▶ [Work required]
Convert all the rows below into a numbered list with one line per item, skipping blank lines and leaving the pictures out.
--------------------------------
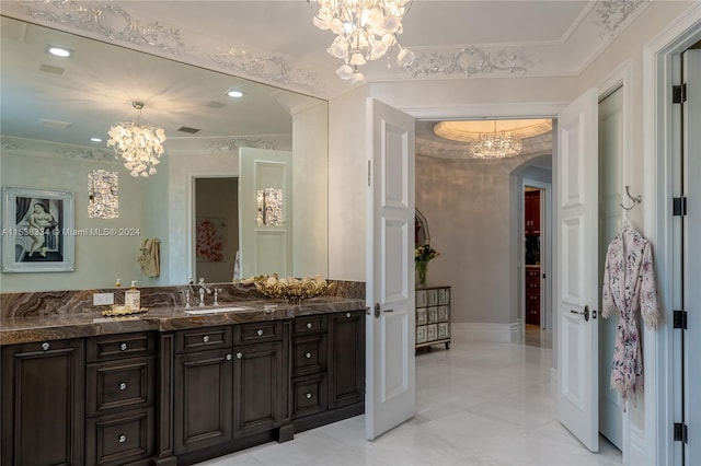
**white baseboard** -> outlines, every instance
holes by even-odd
[[[452,323],[452,337],[466,341],[491,341],[499,343],[518,342],[522,340],[521,324],[491,324],[491,323]]]

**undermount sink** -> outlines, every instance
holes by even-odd
[[[226,312],[237,312],[237,311],[251,311],[251,308],[241,307],[241,306],[204,307],[204,308],[185,310],[185,314],[221,314]]]

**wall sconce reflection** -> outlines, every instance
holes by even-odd
[[[119,217],[119,177],[117,172],[93,170],[88,174],[88,217],[116,219]]]
[[[257,225],[279,226],[285,223],[283,218],[283,190],[277,188],[258,189],[257,191]]]

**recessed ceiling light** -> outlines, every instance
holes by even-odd
[[[64,48],[64,47],[56,47],[56,46],[53,46],[53,45],[47,45],[46,46],[46,53],[47,54],[51,54],[55,57],[60,57],[60,58],[67,58],[67,57],[70,57],[73,54],[72,50],[69,50],[69,49]]]

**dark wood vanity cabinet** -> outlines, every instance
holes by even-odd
--------------------------------
▶ [Final result]
1. **white baseboard** -> outlines, every instance
2. holes by even-odd
3. [[[452,323],[452,337],[466,341],[491,341],[499,343],[518,342],[522,340],[521,324],[491,324],[491,323]]]
4. **undermount sink** -> outlines, every instance
5. holes by even-odd
6. [[[226,312],[237,312],[237,311],[251,311],[251,308],[241,307],[241,306],[204,307],[204,308],[185,310],[185,314],[221,314]]]
7. **wall sconce reflection** -> outlines, every instance
8. holes by even-odd
9. [[[119,217],[119,177],[117,172],[93,170],[88,174],[88,217],[116,219]]]
10. [[[257,225],[279,226],[285,223],[283,218],[283,190],[277,188],[258,189],[257,191]]]
11. **recessed ceiling light** -> outlines, every instance
12. holes by even-odd
13. [[[64,48],[64,47],[56,47],[56,46],[53,46],[53,45],[47,45],[46,46],[46,53],[47,54],[51,54],[55,57],[60,57],[60,58],[67,58],[67,57],[70,57],[73,54],[72,50],[69,50],[69,49]]]
14. **dark wood vanity cabinet** -> outlines, every instance
15. holes by even-odd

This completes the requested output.